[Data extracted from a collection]
○ ○ ○ ○

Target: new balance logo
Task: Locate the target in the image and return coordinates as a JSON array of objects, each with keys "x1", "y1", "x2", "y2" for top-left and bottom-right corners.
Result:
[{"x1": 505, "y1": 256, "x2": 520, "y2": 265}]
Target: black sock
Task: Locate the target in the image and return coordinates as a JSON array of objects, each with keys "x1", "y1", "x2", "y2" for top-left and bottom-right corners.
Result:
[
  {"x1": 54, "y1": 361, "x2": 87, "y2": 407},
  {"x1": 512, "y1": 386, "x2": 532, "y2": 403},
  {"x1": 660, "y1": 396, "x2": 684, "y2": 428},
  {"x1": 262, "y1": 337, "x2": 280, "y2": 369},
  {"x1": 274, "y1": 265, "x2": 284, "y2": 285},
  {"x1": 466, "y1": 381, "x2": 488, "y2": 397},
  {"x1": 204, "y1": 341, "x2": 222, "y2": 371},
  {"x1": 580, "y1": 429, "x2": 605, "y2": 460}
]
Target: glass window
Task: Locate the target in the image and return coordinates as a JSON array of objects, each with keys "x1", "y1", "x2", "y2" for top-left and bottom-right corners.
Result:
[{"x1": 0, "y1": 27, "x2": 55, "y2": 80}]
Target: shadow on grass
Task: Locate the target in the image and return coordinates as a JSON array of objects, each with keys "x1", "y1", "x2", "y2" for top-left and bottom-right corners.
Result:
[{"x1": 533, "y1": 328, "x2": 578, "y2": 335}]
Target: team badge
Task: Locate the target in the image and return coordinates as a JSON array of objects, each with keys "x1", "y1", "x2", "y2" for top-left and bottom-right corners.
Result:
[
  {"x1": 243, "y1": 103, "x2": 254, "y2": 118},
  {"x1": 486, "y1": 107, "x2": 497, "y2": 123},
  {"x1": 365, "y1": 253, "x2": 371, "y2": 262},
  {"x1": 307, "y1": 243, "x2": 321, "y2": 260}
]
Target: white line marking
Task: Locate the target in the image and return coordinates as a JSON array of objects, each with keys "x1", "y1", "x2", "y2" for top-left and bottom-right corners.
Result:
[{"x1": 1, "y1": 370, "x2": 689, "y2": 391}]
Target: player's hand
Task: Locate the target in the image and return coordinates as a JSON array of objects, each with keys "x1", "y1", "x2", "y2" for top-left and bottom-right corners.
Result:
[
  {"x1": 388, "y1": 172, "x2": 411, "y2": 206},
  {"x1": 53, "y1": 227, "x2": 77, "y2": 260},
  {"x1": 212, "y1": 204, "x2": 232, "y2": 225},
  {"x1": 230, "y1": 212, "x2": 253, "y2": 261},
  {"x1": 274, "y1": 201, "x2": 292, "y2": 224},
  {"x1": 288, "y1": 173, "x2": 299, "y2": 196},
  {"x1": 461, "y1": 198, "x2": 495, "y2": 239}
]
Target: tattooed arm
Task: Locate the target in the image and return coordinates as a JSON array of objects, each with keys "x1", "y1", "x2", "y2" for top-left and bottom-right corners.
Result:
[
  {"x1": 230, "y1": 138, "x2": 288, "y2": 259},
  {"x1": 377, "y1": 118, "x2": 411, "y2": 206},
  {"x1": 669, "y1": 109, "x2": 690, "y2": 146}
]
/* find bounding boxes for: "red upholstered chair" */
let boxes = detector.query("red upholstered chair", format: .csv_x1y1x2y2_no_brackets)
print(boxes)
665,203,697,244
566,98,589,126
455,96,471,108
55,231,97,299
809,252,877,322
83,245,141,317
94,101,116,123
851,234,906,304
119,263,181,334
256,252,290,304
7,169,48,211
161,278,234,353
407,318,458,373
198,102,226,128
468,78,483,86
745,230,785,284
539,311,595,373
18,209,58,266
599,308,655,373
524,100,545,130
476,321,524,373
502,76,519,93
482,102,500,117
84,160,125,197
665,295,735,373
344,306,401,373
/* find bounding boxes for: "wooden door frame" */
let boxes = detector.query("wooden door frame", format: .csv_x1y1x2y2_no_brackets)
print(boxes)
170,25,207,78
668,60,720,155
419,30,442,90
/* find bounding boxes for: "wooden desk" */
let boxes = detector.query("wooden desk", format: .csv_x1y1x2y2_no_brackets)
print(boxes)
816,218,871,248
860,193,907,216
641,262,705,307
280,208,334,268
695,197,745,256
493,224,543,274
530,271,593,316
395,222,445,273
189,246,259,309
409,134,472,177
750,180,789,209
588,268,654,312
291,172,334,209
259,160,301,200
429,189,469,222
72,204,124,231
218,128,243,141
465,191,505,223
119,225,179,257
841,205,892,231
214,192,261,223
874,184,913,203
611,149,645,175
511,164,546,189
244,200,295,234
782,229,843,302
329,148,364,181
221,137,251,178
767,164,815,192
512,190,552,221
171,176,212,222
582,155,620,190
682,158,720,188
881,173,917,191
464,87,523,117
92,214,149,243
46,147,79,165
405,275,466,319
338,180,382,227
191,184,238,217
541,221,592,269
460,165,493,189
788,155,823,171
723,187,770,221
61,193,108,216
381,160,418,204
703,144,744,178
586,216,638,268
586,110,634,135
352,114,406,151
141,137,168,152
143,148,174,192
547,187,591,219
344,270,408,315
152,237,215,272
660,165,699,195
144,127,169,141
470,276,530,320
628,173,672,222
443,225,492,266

○ ○ ○ ○

* **Task details**: Among the lines above, which hold the word "query"? Report each one.

* **Problem solution**:
let boxes = detector.query("red upholstered chair", format: .csv_x1y1x2y2_no_brackets)
let boxes = detector.query("wooden door frame", format: .csv_x1y1x2y2_no_brackets)
let boxes = detector.query("wooden desk", format: .csv_x1y1x2y2_no_brackets)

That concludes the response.